EXTRAIT CHOISI:
L’intervention de la Russie au Kazakhstan aura-t-elle un prix ?

Le scénario hypothétique selon lequel Moscou évincerait l'Occident du Kazakhstan ne signifierait pas nécessairement que la Russie pourrait occuper le vide ainsi créé. Il est plus probable que Moscou aide simplement la Chine à renforcer son influence en Asie centrale.
Astana, Kazakhstan

Depuis que l’intervention des forces de maintien de la paix de l’Organisation du traité de sécurité collective (OTSC) dirigée par la Russie a permis au président kazakh Kassym-Jomart Tokayev de rester au pouvoir – et même d’accroître son autorité – lors des récents troubles, les spéculations vont bon train quant à un changement probable de la politique étrangère du pays. La logique est que les dirigeants du pays devront, d’une manière ou d’une autre, rembourser le Kremlin pour son soutien. Les idées sur la forme que pourrait prendre ce paiement vont de la reconnaissance de la Crimée comme faisant partie de la Russie à l’abandon des plans visant à remplacer l’alphabet cyrillique par l’alphabet latin, en passant par la fermeture des ONG dites « anti-russes ».

Il est largement admis que la crise récente du Kazakhstan aura pour conséquence inévitable la fin de sa célèbre politique étrangère multisectorielle. Mais ces hypothèses sont-elles tout à fait justes ?

Il est vrai que l’opération de l’OTSC a coûté de l’argent et que la Russie a pris un risque sérieux en envoyant ses troupes au Kazakhstan alors que le pays était en proie à de violentes protestations et émeutes. Si les soldats russes avaient dû participer à la répression des manifestations de rue, cela aurait été catastrophique pour la réputation de Moscou, non seulement aux yeux du peuple kazakh, mais aussi dans le monde entier. Il y avait également un risque interne : une opération prolongée ou des décès auraient pu avoir un impact important sur la cote de popularité du président Vladimir Poutine.

Pourtant, la logique selon laquelle il faut payer pour cela ne tient pas compte d’un détail important. La principale motivation de Moscou pour intervenir au Kazakhstan n’était pas d’accroître son influence en Asie centrale, mais de craindre pour sa propre sécurité si la situation dans le pays voisin devenait irrémédiablement hors de contrôle. Le Kremlin était plus préoccupé par les éventuelles retombées pour la Russie des troubles au Kazakhstan, qui l’ont pris par surprise, que par le sort des dirigeants kazakhs. La frontière entre la Russie et le Kazakhstan – la deuxième plus longue frontière terrestre du monde – est à peine gardée et, par endroits, n’est même pas délimitée.

LIGNES FOURNIES:
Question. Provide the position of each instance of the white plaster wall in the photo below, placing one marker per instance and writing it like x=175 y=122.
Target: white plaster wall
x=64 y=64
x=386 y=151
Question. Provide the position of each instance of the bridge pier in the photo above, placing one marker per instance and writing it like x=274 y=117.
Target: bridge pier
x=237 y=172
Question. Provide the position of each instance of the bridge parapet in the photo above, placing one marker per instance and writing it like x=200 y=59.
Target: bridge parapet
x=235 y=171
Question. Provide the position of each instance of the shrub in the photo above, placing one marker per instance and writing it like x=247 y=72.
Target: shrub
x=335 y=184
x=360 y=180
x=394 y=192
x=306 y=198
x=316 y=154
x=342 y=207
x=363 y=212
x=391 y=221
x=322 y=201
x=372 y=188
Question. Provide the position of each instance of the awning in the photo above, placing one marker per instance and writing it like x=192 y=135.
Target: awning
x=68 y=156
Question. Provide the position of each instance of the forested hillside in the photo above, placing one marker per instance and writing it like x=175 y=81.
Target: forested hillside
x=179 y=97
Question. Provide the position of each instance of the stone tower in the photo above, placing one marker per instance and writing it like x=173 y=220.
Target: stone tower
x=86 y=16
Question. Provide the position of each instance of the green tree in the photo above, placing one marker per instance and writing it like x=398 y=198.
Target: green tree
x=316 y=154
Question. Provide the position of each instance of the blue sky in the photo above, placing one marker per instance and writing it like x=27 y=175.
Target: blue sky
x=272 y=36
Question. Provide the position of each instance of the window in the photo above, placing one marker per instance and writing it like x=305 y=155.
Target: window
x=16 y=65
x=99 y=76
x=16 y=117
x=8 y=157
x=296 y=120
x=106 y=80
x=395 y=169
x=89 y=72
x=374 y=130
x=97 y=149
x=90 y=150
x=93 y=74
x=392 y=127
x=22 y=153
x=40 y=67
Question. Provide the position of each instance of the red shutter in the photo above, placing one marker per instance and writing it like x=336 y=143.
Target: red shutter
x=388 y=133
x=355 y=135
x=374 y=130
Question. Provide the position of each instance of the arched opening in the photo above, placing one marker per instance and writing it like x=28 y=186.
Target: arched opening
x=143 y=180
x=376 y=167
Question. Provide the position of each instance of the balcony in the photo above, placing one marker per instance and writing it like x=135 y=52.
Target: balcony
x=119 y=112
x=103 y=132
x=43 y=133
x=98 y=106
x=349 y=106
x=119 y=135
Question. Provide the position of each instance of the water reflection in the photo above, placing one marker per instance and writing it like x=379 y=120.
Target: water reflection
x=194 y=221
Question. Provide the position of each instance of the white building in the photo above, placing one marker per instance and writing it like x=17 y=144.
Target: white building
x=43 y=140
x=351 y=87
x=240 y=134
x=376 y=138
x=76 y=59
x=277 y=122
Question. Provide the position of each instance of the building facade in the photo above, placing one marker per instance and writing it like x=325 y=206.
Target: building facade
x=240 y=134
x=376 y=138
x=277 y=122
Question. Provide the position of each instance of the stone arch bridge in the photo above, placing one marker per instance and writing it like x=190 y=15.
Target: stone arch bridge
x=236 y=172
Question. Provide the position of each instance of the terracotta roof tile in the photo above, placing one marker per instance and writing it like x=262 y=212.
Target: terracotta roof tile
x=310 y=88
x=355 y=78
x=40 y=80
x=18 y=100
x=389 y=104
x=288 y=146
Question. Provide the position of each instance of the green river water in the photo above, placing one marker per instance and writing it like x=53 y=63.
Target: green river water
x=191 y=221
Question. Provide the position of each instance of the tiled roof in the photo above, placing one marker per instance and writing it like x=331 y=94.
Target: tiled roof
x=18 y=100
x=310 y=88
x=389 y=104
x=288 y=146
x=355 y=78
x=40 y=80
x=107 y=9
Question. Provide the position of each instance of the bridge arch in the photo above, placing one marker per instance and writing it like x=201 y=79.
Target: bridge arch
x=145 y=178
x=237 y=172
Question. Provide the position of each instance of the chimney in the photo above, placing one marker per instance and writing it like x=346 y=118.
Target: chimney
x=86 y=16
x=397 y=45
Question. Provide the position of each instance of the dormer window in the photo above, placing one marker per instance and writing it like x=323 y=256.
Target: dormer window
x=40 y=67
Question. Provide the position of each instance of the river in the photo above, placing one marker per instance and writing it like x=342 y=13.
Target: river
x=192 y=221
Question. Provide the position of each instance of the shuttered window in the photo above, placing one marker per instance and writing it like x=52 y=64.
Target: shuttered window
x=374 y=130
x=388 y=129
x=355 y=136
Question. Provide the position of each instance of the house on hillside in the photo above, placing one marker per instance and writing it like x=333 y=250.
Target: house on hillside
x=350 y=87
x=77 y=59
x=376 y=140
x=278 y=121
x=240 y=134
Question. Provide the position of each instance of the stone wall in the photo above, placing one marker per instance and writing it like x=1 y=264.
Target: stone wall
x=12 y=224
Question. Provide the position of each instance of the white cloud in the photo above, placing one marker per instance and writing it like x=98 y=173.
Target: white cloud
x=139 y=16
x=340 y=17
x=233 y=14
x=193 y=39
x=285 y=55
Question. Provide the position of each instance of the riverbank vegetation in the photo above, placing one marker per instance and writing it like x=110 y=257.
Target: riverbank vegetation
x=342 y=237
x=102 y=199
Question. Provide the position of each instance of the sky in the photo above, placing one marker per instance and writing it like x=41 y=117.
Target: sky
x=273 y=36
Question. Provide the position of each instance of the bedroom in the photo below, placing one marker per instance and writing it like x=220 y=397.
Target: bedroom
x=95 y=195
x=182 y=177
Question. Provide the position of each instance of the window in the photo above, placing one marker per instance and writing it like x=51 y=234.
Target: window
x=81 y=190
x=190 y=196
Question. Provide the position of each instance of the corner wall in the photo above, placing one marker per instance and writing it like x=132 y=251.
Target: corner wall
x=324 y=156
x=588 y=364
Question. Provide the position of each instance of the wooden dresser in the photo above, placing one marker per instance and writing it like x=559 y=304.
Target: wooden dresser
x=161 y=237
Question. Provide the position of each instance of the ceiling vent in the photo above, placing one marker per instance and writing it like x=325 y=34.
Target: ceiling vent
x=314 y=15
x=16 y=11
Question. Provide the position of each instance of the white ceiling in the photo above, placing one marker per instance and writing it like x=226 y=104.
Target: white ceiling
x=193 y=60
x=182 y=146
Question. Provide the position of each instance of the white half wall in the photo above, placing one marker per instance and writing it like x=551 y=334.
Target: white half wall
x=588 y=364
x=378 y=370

DÉFIS:
(a) Résumez sous forme de liste le paragraphe de l’extrait qui commence par « Il est vrai que l’opération de l’OTSC », en conservant ses faits principaux.
(b) Convertissez en CSV à deux colonnes, « consigne » et « reponse », les lignes fournies allant du début jusqu’à la ligne contenant « x=235 y=171 », incluse. Produisez un enregistrement par demande, chaque champ entre guillemets, et remplacez les sauts de ligne par des espaces.
L’extrait et les lignes proviennent de sources différentes.

CORRIGÉS DES EXERCICES:
(a)
- L’opération de l’OTSC a coûté de l’argent.
- La Russie a pris un risque sérieux en envoyant ses troupes au Kazakhstan, alors en proie à de violentes protestations et émeutes.
- Si les soldats russes avaient participé à la répression des manifestations, la réputation de Moscou en aurait gravement souffert, auprès du peuple kazakh comme dans le monde entier.
- Il existait aussi un risque interne : une opération prolongée ou des décès auraient pu peser fortement sur la cote de popularité de Vladimir Poutine.

(b)
consigne,reponse
"Question. Provide the position of each instance of the white plaster wall in the photo below, placing one marker per instance and writing it like x=175 y=122. Target: white plaster wall","x=64 y=64 x=386 y=151"
"Question. Provide the position of each instance of the bridge pier in the photo above, placing one marker per instance and writing it like x=274 y=117. Target: bridge pier","x=237 y=172"
"Question. Provide the position of each instance of the bridge parapet in the photo above, placing one marker per instance and writing it like x=200 y=59. Target: bridge parapet","x=235 y=171"